Natural language region descriptions
======

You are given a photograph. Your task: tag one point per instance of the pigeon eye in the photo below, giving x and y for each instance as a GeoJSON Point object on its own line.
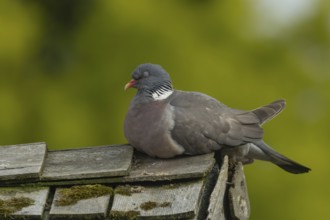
{"type": "Point", "coordinates": [145, 73]}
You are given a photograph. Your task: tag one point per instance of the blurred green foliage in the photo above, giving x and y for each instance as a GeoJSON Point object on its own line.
{"type": "Point", "coordinates": [63, 65]}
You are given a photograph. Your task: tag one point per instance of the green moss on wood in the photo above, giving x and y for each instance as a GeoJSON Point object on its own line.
{"type": "Point", "coordinates": [10, 206]}
{"type": "Point", "coordinates": [127, 190]}
{"type": "Point", "coordinates": [70, 196]}
{"type": "Point", "coordinates": [151, 205]}
{"type": "Point", "coordinates": [121, 215]}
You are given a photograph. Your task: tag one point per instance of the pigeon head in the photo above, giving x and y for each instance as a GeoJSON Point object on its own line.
{"type": "Point", "coordinates": [151, 80]}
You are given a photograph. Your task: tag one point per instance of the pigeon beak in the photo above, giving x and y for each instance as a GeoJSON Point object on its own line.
{"type": "Point", "coordinates": [130, 84]}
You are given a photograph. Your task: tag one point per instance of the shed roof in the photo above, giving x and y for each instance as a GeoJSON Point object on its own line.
{"type": "Point", "coordinates": [115, 182]}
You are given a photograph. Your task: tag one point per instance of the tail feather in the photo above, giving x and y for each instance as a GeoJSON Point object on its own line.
{"type": "Point", "coordinates": [267, 112]}
{"type": "Point", "coordinates": [282, 161]}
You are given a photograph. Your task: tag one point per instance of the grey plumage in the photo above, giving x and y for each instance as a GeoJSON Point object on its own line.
{"type": "Point", "coordinates": [164, 122]}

======

Make an exact copy of the data above, pictures excluded.

* **REPLY TO THE TASK**:
You are given a photograph. Your task: tag one point per instance of the pigeon eye in the photo below, giving x and y for each instance as a GeoJSON Point object on its own line.
{"type": "Point", "coordinates": [145, 73]}
You are given a photograph. Your task: tag one point per instance of the blurred green foliage in the photo above, giving x and y for each instance as a GeoJSON Point object on its own line.
{"type": "Point", "coordinates": [63, 65]}
You are given a photograph. Your task: tag one point per instance of the green moss on wood in the photo above, giving x and y for each instance as a GeoJSON Point object on its own line.
{"type": "Point", "coordinates": [10, 206]}
{"type": "Point", "coordinates": [127, 190]}
{"type": "Point", "coordinates": [70, 196]}
{"type": "Point", "coordinates": [151, 205]}
{"type": "Point", "coordinates": [121, 215]}
You are given a photograph. Your task: tag one point per instance of the pigeon head in the photo above, giving x and y for each instance as a GeoJSON Point object on its own line.
{"type": "Point", "coordinates": [151, 80]}
You are given a photograph. Your task: tag one point per instance of the pigeon beak in the photo above, giving x and y for each instance as a GeoJSON Point object on its own line.
{"type": "Point", "coordinates": [130, 84]}
You are given a photograph. Your task: tag one point per instance of the shed roof in the photo above, giving x and y for each instance as a GeoJSON Point object on its own line.
{"type": "Point", "coordinates": [115, 182]}
You are given a photograph. Your task: tag one point per instance of the tail feather in the photo above, giving x and y for each instance as a GeoJSON Point object on its own line.
{"type": "Point", "coordinates": [267, 112]}
{"type": "Point", "coordinates": [282, 161]}
You are given a photograph. Your task: tag one point per instance of the grey plumage in the photo above, giving x and y for each instance as a GeoJSON Point object on its own line.
{"type": "Point", "coordinates": [164, 122]}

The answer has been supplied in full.